Annotation data for object locations
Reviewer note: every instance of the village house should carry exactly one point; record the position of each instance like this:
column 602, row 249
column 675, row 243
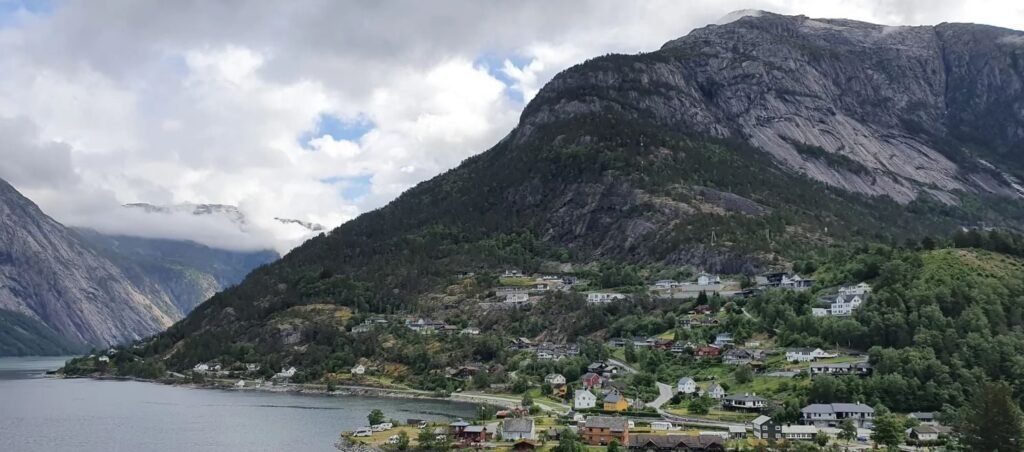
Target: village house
column 688, row 443
column 796, row 282
column 603, row 297
column 765, row 428
column 834, row 414
column 602, row 368
column 716, row 392
column 737, row 357
column 600, row 430
column 516, row 297
column 845, row 304
column 590, row 379
column 806, row 355
column 723, row 339
column 859, row 289
column 859, row 369
column 707, row 352
column 749, row 402
column 686, row 385
column 554, row 379
column 518, row 428
column 285, row 373
column 799, row 433
column 924, row 417
column 466, row 433
column 928, row 434
column 584, row 400
column 614, row 402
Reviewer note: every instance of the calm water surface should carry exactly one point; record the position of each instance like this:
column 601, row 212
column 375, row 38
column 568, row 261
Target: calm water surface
column 50, row 414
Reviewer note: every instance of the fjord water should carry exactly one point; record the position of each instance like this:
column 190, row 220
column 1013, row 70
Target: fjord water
column 38, row 413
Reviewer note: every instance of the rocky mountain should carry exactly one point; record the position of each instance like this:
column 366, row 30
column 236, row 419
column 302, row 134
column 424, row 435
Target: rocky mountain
column 48, row 275
column 736, row 148
column 64, row 288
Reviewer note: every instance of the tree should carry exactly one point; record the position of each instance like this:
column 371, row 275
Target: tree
column 402, row 441
column 847, row 430
column 375, row 417
column 700, row 405
column 569, row 442
column 743, row 374
column 888, row 430
column 992, row 421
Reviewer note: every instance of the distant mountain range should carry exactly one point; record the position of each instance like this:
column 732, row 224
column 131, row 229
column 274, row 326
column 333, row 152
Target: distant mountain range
column 734, row 149
column 62, row 289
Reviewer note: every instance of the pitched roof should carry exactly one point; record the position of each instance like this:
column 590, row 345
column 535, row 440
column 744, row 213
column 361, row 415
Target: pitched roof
column 584, row 393
column 612, row 423
column 519, row 425
column 837, row 408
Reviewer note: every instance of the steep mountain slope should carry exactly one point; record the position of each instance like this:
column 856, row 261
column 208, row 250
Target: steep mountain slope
column 186, row 273
column 889, row 111
column 62, row 288
column 731, row 150
column 47, row 274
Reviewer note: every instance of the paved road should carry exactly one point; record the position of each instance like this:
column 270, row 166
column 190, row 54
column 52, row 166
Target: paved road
column 664, row 395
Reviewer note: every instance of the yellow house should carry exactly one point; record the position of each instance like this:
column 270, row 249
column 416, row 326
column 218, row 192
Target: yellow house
column 615, row 402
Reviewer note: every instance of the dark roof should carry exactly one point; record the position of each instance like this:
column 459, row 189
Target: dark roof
column 698, row 442
column 520, row 425
column 612, row 423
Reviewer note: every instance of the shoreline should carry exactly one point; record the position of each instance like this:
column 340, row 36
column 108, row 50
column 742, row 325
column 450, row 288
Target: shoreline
column 340, row 391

What is asked - Reproduce the entire listing above verbatim, line for line, omitting any pictures from your output.

Response below -
Reviewer note: every instance of the village house should carry exactly one point; record the position of each instance like this:
column 602, row 249
column 675, row 243
Target: village house
column 688, row 443
column 796, row 282
column 603, row 297
column 765, row 428
column 834, row 414
column 602, row 368
column 716, row 392
column 737, row 357
column 600, row 430
column 516, row 297
column 845, row 304
column 590, row 379
column 806, row 355
column 723, row 339
column 859, row 289
column 859, row 369
column 707, row 352
column 749, row 402
column 686, row 385
column 554, row 379
column 518, row 428
column 285, row 373
column 799, row 433
column 924, row 417
column 466, row 433
column 928, row 434
column 584, row 400
column 614, row 402
Reviewer note: every instance of the calm water surface should carry exactly one point; record the position of each instance like this:
column 601, row 212
column 375, row 38
column 568, row 261
Target: calm water surface
column 50, row 414
Reviewer note: every instance of the fjord water should carry exactly one point; record the position of each instance like this:
column 190, row 220
column 1013, row 70
Target: fjord water
column 38, row 413
Reviewer note: every instance of the rocky mountain should carry exactly one point; record the position of each instance like this:
column 366, row 30
column 236, row 419
column 302, row 134
column 424, row 435
Target: rocky mountain
column 48, row 275
column 736, row 148
column 64, row 288
Reviewer note: every instance of the tree should carry exactly one point; record the position of each instance like this:
column 371, row 275
Target: tree
column 402, row 441
column 847, row 430
column 375, row 417
column 700, row 405
column 569, row 442
column 743, row 374
column 888, row 430
column 992, row 421
Reviewer note: every instance of the distant mountain range should carry exactly one point; record the position of each instance like this:
column 732, row 224
column 131, row 229
column 274, row 326
column 333, row 152
Target: distant mountain range
column 734, row 149
column 62, row 289
Reviewer note: every instance of the pitched roof should carry exactly one point; record the position of each instance like this:
column 590, row 345
column 535, row 440
column 744, row 213
column 361, row 415
Target: pitched roof
column 584, row 393
column 612, row 423
column 519, row 425
column 837, row 408
Reviewer note: every instance of the steep mountain slope should carry exactly one point; record the position of each instance like this:
column 856, row 261
column 208, row 250
Target: steep mountain slope
column 186, row 273
column 889, row 111
column 62, row 288
column 731, row 150
column 47, row 274
Reviewer note: every instance of the paved road should carry exactly one point; record the position of each instance like this:
column 270, row 166
column 190, row 54
column 52, row 166
Target: paved road
column 664, row 395
Reviewer note: every instance of the yellow house should carry exactly one point; record the position of each instance like this:
column 270, row 249
column 416, row 326
column 218, row 192
Target: yellow house
column 615, row 402
Reviewer note: every instance of the dark roof should carry exactly one point; record the position of each instance like this:
column 459, row 189
Target: dark roof
column 698, row 442
column 520, row 425
column 612, row 423
Reviewer note: every instance of the shoreline should carry exactly one point; record the position of each instance like this:
column 340, row 36
column 108, row 50
column 742, row 325
column 450, row 288
Target: shoreline
column 340, row 391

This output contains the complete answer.